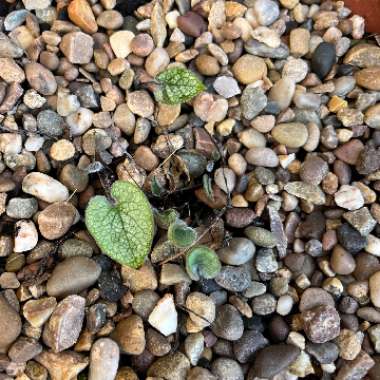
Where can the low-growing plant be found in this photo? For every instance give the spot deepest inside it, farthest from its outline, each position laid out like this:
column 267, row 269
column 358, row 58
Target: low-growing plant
column 177, row 85
column 123, row 227
column 202, row 262
column 181, row 235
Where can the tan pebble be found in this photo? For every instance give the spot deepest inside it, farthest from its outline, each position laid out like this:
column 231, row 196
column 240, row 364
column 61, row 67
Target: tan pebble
column 80, row 13
column 145, row 158
column 56, row 219
column 157, row 62
column 140, row 103
column 142, row 45
column 336, row 104
column 121, row 42
column 207, row 65
column 62, row 150
column 248, row 69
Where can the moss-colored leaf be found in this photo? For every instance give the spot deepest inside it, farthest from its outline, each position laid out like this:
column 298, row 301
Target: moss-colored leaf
column 181, row 235
column 124, row 230
column 178, row 85
column 165, row 218
column 202, row 262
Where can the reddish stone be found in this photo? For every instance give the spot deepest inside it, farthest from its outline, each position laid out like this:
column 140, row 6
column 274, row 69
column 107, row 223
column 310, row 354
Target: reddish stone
column 369, row 9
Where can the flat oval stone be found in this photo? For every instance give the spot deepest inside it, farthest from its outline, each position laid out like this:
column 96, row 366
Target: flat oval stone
column 104, row 360
column 56, row 219
column 44, row 187
column 261, row 156
column 363, row 55
column 72, row 275
column 228, row 323
column 323, row 59
column 238, row 252
column 307, row 191
column 10, row 325
column 40, row 78
column 65, row 324
column 292, row 135
column 272, row 360
column 369, row 78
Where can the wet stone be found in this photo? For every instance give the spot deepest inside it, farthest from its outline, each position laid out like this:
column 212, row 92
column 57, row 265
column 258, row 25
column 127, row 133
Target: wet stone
column 323, row 59
column 235, row 279
column 350, row 238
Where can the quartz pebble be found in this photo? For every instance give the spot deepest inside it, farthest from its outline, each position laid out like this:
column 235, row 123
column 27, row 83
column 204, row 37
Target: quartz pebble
column 65, row 324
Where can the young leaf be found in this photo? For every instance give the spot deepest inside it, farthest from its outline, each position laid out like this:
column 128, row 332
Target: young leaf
column 178, row 85
column 124, row 230
column 202, row 262
column 181, row 235
column 165, row 218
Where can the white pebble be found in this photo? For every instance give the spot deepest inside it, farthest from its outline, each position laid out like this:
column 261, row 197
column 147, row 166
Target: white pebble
column 26, row 237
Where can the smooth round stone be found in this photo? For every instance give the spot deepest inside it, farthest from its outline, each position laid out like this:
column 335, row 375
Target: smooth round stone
column 228, row 323
column 266, row 261
column 295, row 69
column 72, row 276
column 261, row 236
column 73, row 178
column 192, row 24
column 251, row 138
column 40, row 78
column 369, row 78
column 44, row 187
column 172, row 366
column 363, row 55
column 342, row 262
column 110, row 19
column 324, row 353
column 65, row 324
column 227, row 369
column 130, row 335
column 79, row 121
column 75, row 247
column 261, row 156
column 292, row 135
column 22, row 208
column 234, row 279
column 321, row 324
column 313, row 297
column 350, row 239
column 15, row 19
column 248, row 69
column 252, row 102
column 272, row 360
column 323, row 59
column 344, row 85
column 246, row 347
column 26, row 237
column 374, row 289
column 238, row 252
column 104, row 360
column 266, row 11
column 226, row 86
column 10, row 325
column 314, row 170
column 372, row 117
column 56, row 219
column 80, row 13
column 225, row 178
column 50, row 123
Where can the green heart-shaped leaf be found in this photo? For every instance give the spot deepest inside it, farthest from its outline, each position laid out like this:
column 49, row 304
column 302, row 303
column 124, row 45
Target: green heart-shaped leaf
column 123, row 231
column 202, row 262
column 178, row 85
column 181, row 235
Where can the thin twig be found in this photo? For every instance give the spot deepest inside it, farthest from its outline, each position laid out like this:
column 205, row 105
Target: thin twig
column 184, row 251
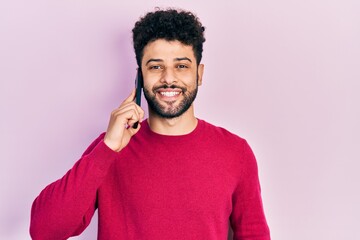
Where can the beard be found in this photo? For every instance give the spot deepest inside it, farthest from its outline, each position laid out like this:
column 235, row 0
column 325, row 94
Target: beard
column 171, row 110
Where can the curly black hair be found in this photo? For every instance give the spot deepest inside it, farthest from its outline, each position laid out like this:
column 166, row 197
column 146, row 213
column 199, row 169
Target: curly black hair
column 170, row 24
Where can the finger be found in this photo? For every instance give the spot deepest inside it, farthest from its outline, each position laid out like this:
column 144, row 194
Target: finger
column 126, row 108
column 131, row 97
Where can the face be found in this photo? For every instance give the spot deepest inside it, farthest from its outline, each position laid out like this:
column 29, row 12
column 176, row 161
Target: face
column 171, row 77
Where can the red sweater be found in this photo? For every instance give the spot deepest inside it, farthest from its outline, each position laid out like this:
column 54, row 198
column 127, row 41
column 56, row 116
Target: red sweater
column 158, row 187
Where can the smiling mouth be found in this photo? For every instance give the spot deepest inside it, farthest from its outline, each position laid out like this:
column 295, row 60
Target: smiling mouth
column 169, row 94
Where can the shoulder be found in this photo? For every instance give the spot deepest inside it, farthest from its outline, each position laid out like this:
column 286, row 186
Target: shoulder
column 221, row 133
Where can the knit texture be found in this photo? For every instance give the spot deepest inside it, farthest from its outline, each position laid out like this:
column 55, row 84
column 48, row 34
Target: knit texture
column 158, row 187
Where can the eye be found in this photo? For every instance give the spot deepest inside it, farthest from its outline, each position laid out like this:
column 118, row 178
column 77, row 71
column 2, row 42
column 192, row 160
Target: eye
column 155, row 67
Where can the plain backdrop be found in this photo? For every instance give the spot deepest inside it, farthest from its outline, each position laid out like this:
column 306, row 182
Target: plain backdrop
column 284, row 74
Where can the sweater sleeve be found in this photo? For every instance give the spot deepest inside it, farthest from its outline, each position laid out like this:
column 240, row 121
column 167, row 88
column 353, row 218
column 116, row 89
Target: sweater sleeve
column 65, row 207
column 247, row 218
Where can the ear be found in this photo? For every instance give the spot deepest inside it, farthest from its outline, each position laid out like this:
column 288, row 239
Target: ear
column 200, row 73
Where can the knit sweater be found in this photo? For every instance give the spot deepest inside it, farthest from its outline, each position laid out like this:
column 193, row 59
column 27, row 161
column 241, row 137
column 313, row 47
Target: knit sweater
column 158, row 187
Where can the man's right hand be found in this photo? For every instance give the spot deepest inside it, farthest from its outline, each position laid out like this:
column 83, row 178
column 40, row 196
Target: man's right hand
column 120, row 131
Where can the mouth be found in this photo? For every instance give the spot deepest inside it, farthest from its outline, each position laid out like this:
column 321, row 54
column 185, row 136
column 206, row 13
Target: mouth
column 169, row 94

────

*TASK PROMPT:* Retype the records from the line with "Where can the thin" to the line with "column 184, row 251", both included, keeping every character as it appears.

*WRITTEN ANSWER:*
Where can the thin twig be found in this photo? For every instance give the spot deepest inside it, farthest from its outline, each position laid out like this:
column 205, row 105
Target: thin twig
column 184, row 251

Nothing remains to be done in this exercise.